27 July 2007Quote(s) of the weekWe begin with a notion by George Leef:
[R]ather than assuming that all professors have plenty of brilliant ideas in them that they will be able to research and write about when given a sufficiently light teaching load, the assumption should be that professors will devote their time to teaching unless an outside party thinks highly enough of some research proposal to buy their time from the university.
I have little truck with a large majority of what passes for the academic elite these days and I'm especially scornful of the entire concept of collegiate tenure but there is sufficient intellectual spark in the ashes of my brain to believe that the expansion of knowledge should not have to be commercially attractive in order for it to be nourished and nurtured.
Emphasis added. An example:
Imagine if Mozart had been a tenured professor of music at the University in Vienna would you have insisted on him teaching freshmen students the principles of harmony and composition for three hours a day? And let's be honest again: brilliant people are often lousy teachers. Why burden them with a task which, in the end, benefits nobody?

Pointing dataset records:
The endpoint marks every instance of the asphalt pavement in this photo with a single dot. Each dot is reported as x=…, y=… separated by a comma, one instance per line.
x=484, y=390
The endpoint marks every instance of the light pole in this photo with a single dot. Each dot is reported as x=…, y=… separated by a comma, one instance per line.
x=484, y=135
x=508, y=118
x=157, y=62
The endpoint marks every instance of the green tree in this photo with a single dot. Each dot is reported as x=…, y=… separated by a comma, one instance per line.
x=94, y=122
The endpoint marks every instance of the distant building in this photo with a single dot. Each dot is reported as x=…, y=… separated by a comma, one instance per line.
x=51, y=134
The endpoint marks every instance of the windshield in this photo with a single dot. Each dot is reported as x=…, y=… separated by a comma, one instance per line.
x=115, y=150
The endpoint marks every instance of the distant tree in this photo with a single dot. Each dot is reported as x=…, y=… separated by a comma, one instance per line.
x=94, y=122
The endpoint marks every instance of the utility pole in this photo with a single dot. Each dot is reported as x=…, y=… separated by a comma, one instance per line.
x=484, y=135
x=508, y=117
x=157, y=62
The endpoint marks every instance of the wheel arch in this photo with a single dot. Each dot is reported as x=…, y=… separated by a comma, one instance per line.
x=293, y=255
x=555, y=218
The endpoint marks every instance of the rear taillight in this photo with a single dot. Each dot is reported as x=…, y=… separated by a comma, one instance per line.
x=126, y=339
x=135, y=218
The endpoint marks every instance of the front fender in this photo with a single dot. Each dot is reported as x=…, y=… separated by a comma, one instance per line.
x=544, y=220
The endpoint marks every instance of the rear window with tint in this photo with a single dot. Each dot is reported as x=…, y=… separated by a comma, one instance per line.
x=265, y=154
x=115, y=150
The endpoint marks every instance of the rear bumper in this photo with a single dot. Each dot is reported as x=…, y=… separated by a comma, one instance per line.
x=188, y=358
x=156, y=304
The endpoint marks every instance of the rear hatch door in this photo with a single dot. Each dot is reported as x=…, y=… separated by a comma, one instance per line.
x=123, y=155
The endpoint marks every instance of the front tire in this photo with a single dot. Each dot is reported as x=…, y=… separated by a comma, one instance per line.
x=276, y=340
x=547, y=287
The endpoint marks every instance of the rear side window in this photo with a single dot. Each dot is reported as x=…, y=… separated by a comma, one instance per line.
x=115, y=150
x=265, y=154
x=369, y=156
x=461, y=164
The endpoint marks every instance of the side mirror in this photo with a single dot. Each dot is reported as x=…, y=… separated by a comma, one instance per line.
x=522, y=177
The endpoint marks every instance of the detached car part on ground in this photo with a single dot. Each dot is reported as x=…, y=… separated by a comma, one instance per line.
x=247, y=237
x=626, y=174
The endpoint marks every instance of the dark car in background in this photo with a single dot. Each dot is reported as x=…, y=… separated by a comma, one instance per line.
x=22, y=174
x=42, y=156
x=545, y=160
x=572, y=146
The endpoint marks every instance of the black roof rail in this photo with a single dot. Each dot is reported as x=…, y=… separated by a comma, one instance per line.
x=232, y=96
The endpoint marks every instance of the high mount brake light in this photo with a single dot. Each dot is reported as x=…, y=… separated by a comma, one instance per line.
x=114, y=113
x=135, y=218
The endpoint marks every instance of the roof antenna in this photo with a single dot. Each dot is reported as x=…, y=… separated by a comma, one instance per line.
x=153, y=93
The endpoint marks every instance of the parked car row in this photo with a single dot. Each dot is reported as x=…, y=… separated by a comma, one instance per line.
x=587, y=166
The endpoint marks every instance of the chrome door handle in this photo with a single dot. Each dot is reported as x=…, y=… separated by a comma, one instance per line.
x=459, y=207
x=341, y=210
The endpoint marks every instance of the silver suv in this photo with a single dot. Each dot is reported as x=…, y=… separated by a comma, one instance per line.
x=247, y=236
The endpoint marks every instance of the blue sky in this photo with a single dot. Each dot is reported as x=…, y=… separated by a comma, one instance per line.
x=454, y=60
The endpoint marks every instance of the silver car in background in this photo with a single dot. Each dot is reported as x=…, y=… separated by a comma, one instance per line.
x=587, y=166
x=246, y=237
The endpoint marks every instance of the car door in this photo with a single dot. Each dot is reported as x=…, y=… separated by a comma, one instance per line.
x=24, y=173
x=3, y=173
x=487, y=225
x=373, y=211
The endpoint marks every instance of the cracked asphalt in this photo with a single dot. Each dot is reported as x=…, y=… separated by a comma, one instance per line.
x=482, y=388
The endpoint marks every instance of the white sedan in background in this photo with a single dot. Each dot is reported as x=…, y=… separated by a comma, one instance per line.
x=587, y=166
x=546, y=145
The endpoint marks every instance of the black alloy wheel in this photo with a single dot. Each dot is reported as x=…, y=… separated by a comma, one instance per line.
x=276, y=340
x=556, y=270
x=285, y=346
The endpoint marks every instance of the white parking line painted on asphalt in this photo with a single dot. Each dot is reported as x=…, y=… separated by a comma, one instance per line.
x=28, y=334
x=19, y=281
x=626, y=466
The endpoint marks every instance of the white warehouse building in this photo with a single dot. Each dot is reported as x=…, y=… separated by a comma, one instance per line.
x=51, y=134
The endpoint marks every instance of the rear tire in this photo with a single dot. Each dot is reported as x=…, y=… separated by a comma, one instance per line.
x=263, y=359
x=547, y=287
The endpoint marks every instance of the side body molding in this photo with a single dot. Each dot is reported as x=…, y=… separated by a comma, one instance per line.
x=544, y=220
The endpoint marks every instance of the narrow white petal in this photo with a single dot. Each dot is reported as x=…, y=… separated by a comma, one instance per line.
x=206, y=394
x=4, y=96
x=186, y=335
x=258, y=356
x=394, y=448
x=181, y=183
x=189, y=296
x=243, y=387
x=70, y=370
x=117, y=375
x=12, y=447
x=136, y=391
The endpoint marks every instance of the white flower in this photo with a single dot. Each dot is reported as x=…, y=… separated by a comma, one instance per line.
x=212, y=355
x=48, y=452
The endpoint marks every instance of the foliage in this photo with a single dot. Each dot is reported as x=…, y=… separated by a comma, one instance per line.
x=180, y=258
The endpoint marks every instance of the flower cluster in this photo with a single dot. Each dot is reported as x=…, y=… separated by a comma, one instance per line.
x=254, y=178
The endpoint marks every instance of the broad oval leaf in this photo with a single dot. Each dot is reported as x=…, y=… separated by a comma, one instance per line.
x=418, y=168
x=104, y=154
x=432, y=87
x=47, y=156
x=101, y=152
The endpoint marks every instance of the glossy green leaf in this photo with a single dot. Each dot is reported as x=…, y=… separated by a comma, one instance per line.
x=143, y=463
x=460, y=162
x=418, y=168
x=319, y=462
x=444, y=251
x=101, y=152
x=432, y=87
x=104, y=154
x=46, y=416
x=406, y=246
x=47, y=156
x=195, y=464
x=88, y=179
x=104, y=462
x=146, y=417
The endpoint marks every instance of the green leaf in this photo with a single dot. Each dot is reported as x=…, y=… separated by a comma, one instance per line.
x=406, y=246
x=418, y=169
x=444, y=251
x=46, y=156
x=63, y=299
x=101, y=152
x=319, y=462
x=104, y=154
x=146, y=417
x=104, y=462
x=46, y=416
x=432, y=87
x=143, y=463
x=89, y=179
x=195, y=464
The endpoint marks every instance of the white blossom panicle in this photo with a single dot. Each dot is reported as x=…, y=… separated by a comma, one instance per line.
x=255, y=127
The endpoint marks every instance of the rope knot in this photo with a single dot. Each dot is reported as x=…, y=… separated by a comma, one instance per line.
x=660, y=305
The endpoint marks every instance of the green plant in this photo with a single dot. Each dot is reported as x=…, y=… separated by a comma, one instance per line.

### [TASK SET]
(1) Summarize the text on professors and teaching in three sentences.
(2) In the text on professors and teaching, what does the Leef quotation say must happen before a professor's time goes to research?
(3) Reproduce the text on professors and teaching word for word, taking everything from "27 July 2007Quote(s)" down to "nourished and nurtured.".
The records have no connection to the text.

### [FULL SOLUTIONS]
(1) The text quotes George Leef, who argues that professors should be assumed to devote their time to teaching unless an outside party thinks highly enough of a research proposal to buy their time from the university. The writer, though scornful of much of the academic elite and of collegiate tenure, believes that the expansion of knowledge should not have to be commercially attractive in order to be nourished and nurtured. As an example, the text asks whether Mozart, as a tenured music professor in Vienna, should have been made to teach freshmen harmony and composition, and it notes that brilliant people are often lousy teachers.

(2) An outside party must think highly enough of a research proposal to buy the professor's time from the university.

(3)
27 July 2007Quote(s) of the weekWe begin with a notion by George Leef:
[R]ather than assuming that all professors have plenty of brilliant ideas in them that they will be able to research and write about when given a sufficiently light teaching load, the assumption should be that professors will devote their time to teaching unless an outside party thinks highly enough of some research proposal to buy their time from the university.
I have little truck with a large majority of what passes for the academic elite these days and I'm especially scornful of the entire concept of collegiate tenure but there is sufficient intellectual spark in the ashes of my brain to believe that the expansion of knowledge should not have to be commercially attractive in order for it to be nourished and nurtured.